> Written request
Could you rewrite the data below with every "keypoint" swapped for "marker" and all else left unchanged, omitting the pictures from your answer?
--
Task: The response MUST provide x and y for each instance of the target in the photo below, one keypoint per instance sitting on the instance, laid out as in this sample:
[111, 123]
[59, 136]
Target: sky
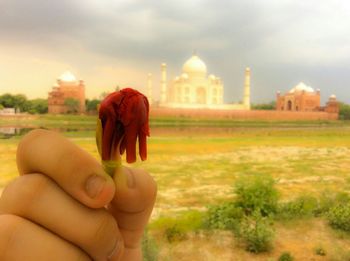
[110, 43]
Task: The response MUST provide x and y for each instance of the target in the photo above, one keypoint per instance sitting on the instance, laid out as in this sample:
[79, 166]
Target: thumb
--
> Completed task
Task: The response MUST provide x and y for each instance of the target in the photo below, one marker per instance sitting on the instance, laid out as in this sample:
[111, 123]
[59, 136]
Target: sky
[110, 43]
Task: The response MUST provide x and y for each instance of the target in the photo above, one marker per instance sitting on the instance, laid out as in this sample:
[79, 166]
Target: thumb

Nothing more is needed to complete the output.